Source extract:
Opinion
Court of Appeals Case No. 19A-CR-2532
05-21-2020
ATTORNEY FOR APPELLANT Timothy P. Broden Lafayette, Indiana ATTORNEY FOR APPELLEE Tyler G. Banks Supervising Deputy Attorney General Indianapolis, Indiana
MEMORANDUM DECISION
Pursuant to Ind. Appellate Rule 65(D), this Memorandum Decision shall not be regarded as precedent or cited before any court except for the purpose of establishing the defense of res judicata, collateral estoppel, or the law of the case.
ATTORNEY FOR APPELLANT
Timothy P. Broden
Lafayette, Indiana
ATTORNEY FOR APPELLEE
Tyler G. Banks
Supervising Deputy Attorney
General
Indianapolis, Indiana
Appeal from the Tippecanoe Superior Court
The Honorable Steven P. Meyer, Judge
Trial Court Cause No. 79D02-1905-F5-67
Altice, Judge.
Case Summary
[1] Tony Curtis Lester, Sr. pled guilty to burglary as a Level 5 felony. The trial court sentenced him to the advisory term of three years executed in the Indiana
Department of Correction (DOC). On appeal, Lester argues that the fully executed nature of his sentence is inappropriate in light of the nature of the offense and his character.
[2] We affirm.
Facts & Procedural History
[3] Late in the evening on December 6, 2018, Lester used a screwdriver to break into the locked garage of Jeffery and Rebecca Wooten. With his son's help, Lester removed over $750 worth of property from the garage and loaded it into his vehicle. An officer responded after a neighbor called the local sheriff's department. The officer observed Lester's vehicle being driven away from the scene with its headlights and taillights turned off. Following a traffic stop, Lester and his son gave conflicting stories to the officer. Thereafter, Jeffery Wooten identified the stolen property found in Lester's vehicle and noted damage to his walk-in garage door.

Goal: Update the appellate decision above, starting at "Case Summary" and ending at "[2] We affirm.", by substituting "standard term" for "advisory term".

Picture annotation entries
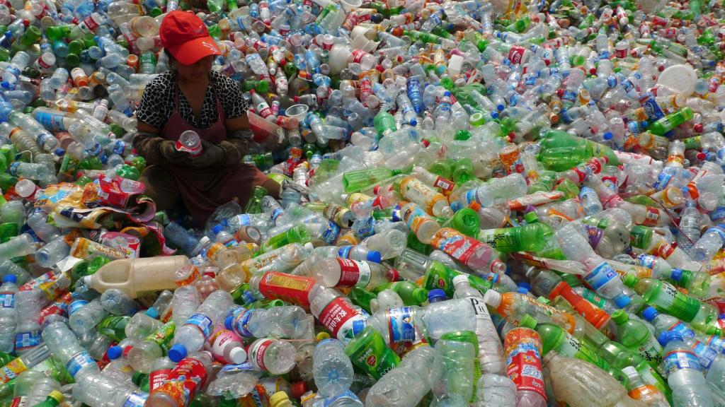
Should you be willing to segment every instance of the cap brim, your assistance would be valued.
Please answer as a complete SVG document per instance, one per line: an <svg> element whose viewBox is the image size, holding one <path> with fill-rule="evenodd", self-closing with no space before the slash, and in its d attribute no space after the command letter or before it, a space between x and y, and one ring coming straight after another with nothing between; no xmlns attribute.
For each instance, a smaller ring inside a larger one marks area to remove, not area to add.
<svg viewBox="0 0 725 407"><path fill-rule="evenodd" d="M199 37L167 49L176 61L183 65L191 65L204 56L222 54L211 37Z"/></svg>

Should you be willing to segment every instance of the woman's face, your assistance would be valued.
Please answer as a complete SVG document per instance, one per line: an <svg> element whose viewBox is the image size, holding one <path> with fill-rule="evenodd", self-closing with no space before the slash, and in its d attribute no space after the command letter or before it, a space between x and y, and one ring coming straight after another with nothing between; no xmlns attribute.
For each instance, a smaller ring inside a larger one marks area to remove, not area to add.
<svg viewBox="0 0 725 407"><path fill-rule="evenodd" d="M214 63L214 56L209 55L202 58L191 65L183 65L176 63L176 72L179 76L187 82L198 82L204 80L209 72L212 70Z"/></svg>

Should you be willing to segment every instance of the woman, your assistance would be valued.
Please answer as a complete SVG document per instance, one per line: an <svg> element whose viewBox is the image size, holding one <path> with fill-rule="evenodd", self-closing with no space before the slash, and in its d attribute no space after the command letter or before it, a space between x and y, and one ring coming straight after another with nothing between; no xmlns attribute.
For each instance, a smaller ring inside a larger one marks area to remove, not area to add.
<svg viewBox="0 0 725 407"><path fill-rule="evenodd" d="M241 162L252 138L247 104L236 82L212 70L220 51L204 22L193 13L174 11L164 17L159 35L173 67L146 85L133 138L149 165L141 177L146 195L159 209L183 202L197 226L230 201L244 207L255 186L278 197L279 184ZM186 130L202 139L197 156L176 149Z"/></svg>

...

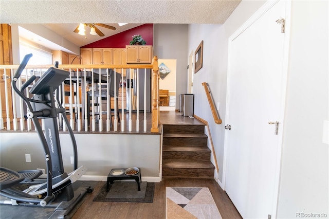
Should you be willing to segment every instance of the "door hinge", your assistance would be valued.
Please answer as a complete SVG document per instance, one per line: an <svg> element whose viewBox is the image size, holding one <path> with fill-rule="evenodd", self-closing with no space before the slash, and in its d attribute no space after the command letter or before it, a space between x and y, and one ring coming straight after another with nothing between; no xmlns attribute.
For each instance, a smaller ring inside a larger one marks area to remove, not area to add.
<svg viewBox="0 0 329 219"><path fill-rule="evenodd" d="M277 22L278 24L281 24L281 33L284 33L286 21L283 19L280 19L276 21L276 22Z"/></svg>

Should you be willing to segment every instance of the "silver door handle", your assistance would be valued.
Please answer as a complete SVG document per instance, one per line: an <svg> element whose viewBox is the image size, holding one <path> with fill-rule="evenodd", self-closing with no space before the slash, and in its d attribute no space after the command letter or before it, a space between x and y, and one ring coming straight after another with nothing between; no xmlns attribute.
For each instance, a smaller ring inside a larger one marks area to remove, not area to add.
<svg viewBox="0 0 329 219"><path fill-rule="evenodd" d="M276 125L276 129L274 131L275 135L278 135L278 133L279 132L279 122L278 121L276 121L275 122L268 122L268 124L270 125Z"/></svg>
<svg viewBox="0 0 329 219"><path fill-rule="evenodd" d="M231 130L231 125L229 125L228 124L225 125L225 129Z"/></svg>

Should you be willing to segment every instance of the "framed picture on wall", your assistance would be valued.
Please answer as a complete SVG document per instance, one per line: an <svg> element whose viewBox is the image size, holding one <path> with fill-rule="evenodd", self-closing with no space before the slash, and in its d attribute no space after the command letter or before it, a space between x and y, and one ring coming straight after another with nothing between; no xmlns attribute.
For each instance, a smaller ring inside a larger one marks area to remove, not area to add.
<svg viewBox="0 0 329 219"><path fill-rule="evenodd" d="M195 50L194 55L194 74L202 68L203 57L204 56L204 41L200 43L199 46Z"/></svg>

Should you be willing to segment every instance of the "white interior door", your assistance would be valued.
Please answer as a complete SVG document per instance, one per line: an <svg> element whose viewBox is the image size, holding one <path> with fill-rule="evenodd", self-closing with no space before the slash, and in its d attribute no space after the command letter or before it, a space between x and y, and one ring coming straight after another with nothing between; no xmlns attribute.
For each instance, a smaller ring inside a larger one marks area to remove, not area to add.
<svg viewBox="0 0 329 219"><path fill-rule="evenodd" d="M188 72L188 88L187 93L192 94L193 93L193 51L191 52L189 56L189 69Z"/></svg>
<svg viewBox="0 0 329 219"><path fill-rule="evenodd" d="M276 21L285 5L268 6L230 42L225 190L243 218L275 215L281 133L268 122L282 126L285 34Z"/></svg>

Written answer:
Case Summary
[1] Tony Curtis Lester, Sr. pled guilty to burglary as a Level 5 felony. The trial court sentenced him to the standard term of three years executed in the Indiana
Department of Correction (DOC). On appeal, Lester argues that the fully executed nature of his sentence is inappropriate in light of the nature of the offense and his character.
[2] We affirm.